- **GOAL**
Filter the data below and copy out every line that contains the string "cloud". Case counts.

- **DATASET RECORDS**
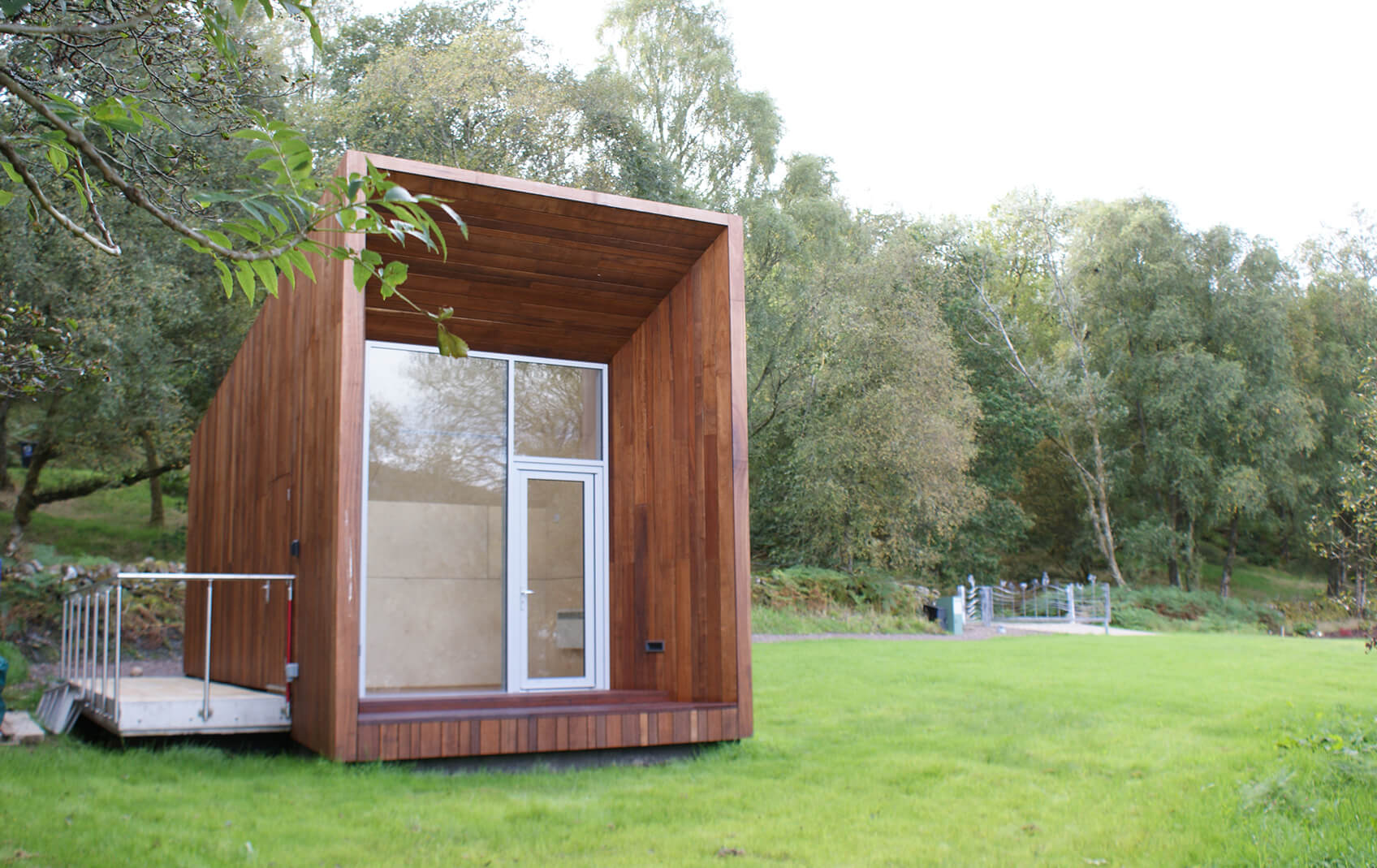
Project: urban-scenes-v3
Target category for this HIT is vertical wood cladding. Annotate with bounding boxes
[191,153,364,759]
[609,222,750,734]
---
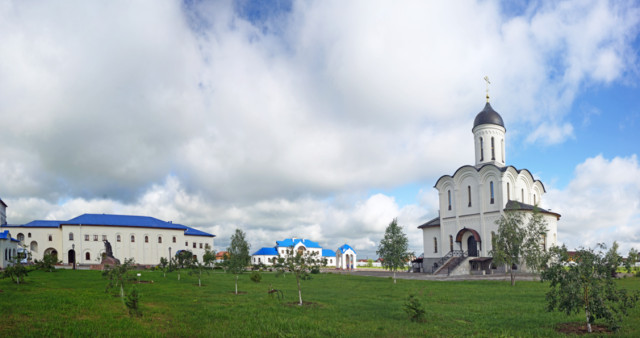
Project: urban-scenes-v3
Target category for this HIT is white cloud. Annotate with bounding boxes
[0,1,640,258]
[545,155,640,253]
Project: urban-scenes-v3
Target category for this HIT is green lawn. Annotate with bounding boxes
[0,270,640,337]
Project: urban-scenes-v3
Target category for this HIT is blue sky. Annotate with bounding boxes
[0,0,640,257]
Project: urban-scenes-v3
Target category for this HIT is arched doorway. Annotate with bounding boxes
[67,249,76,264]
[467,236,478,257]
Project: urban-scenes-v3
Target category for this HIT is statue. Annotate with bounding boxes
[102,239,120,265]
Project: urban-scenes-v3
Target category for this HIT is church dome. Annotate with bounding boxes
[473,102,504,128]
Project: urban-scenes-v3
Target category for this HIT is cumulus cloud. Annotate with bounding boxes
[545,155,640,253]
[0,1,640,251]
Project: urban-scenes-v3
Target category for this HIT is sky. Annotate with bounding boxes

- **RESULT FOR THIS EXERCISE**
Target category for this HIT is white cloud. Annotate with bounding boxes
Target category for this HIT is cumulus cloud. Annotate with bounding boxes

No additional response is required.